[Start of Attachment]

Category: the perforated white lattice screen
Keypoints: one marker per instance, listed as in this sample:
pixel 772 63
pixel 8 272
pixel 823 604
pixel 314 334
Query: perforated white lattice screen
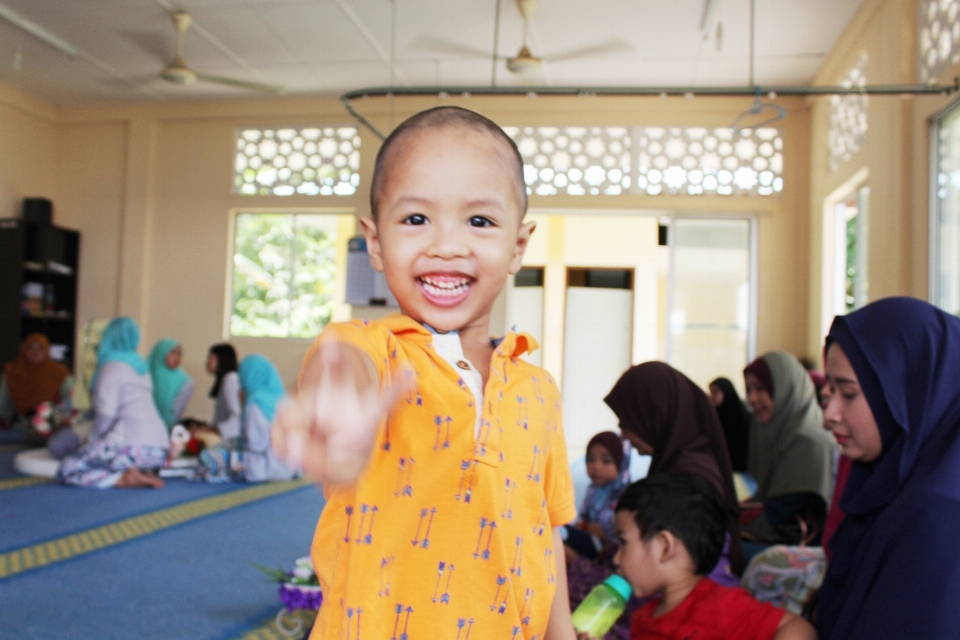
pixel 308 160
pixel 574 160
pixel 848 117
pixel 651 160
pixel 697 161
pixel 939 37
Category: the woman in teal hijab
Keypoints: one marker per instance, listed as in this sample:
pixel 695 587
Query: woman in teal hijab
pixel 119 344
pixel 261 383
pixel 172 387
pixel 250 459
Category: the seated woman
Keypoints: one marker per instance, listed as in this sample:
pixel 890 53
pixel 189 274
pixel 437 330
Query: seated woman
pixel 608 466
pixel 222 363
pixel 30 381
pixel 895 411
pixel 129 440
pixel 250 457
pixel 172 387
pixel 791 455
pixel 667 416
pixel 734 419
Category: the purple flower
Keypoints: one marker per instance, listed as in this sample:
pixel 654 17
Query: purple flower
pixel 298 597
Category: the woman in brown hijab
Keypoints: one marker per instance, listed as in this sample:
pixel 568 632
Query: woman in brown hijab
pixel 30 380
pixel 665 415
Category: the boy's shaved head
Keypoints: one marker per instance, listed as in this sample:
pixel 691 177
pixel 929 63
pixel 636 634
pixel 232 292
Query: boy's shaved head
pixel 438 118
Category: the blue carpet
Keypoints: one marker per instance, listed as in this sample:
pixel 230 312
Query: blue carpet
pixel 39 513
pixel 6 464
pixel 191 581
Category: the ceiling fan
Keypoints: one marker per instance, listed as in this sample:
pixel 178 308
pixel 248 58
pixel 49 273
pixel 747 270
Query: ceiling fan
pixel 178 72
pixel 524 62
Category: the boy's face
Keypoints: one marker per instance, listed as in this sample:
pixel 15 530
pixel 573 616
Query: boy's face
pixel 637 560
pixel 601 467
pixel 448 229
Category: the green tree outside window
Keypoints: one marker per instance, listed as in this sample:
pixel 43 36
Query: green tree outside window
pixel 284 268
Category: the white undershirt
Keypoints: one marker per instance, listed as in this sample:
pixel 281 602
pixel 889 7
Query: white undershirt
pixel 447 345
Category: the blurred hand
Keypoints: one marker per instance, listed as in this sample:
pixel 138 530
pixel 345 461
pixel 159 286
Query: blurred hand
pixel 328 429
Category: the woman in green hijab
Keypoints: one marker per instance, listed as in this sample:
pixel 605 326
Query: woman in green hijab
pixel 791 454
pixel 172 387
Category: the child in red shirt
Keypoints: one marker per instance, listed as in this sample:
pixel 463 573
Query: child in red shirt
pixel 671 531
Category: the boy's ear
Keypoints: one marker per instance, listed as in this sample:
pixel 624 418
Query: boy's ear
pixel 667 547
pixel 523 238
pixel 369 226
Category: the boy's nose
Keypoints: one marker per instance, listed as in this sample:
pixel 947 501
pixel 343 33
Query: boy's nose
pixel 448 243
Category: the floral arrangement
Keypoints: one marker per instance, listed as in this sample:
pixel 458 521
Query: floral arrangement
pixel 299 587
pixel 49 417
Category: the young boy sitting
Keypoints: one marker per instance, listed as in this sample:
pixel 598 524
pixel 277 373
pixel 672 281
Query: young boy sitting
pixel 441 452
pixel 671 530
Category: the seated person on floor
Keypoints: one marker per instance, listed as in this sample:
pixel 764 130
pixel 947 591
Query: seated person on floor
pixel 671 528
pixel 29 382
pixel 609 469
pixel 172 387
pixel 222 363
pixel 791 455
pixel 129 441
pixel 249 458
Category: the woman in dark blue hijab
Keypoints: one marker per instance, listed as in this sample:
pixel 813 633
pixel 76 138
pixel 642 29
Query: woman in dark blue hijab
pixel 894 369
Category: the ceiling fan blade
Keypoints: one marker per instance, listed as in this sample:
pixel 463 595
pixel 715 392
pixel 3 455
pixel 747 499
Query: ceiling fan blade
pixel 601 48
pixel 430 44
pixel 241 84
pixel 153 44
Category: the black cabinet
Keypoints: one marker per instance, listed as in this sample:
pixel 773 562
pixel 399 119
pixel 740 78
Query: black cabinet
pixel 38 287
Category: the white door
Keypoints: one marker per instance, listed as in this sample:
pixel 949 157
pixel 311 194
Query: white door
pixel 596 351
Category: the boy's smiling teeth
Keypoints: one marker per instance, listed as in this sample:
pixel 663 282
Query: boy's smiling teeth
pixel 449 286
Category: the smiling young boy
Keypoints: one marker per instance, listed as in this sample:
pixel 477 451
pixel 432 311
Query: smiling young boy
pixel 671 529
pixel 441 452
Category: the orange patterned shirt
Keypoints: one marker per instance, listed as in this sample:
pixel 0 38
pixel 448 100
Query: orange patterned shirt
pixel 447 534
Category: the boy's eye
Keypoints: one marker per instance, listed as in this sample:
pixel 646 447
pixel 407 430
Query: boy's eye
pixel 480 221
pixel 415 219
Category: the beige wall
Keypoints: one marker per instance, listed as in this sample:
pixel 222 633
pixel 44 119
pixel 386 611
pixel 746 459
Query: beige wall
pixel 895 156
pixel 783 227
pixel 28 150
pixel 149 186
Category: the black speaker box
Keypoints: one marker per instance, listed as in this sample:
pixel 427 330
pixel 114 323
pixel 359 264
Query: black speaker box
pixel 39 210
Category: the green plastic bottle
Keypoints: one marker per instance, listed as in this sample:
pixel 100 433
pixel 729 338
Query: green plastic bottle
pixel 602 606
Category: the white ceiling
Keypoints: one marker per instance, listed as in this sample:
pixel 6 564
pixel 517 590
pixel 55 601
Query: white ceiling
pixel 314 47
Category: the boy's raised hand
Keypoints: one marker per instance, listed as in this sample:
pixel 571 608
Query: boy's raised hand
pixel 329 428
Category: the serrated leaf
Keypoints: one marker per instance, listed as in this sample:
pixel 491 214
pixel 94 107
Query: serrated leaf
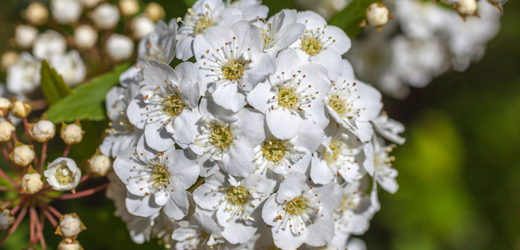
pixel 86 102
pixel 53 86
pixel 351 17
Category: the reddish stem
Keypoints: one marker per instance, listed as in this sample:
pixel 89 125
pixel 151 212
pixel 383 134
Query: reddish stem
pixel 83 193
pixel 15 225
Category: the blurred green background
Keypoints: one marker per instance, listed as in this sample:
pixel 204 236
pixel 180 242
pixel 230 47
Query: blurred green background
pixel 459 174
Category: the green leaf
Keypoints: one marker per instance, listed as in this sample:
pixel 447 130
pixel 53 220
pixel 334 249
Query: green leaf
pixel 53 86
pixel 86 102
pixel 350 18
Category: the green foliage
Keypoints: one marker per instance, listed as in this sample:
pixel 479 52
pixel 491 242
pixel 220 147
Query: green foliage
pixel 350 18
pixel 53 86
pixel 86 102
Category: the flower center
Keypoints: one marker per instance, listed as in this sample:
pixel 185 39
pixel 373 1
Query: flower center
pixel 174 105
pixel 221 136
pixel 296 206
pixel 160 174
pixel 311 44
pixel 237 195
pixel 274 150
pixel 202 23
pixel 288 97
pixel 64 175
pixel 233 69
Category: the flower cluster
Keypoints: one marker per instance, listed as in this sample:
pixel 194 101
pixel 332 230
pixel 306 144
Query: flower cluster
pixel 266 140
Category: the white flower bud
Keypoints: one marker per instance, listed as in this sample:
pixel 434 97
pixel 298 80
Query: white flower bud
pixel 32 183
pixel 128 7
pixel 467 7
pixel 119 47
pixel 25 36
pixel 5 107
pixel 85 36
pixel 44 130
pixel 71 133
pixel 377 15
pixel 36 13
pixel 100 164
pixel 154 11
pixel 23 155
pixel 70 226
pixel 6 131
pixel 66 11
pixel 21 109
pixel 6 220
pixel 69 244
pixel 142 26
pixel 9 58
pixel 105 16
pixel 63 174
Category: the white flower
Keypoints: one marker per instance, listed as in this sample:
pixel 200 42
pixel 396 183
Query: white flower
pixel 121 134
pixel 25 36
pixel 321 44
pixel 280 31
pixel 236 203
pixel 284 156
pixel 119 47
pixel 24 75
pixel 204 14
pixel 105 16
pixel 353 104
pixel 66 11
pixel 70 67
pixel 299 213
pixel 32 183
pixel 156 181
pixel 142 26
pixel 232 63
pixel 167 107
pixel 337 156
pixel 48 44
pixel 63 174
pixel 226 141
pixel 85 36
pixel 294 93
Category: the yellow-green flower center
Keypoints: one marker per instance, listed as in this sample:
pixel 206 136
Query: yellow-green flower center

[End of Attachment]

To do: Taking the line with "Category: the child in red shirt" as the first and the line with "pixel 343 33" as the last, retype that stretch of the data above exactly, with no other lines.

Problem solution:
Category: the child in red shirt
Keypoints: one marker per instance, listed as in this sample:
pixel 463 573
Query: child in red shirt
pixel 671 531
Category: the boy's ear
Keypoints: one marker per instance, listed as in this sample:
pixel 624 418
Query: boy's ear
pixel 667 547
pixel 523 238
pixel 369 226
Category: the boy's nose
Keypoints: one marker per instance, listed as in this sample:
pixel 947 501
pixel 343 33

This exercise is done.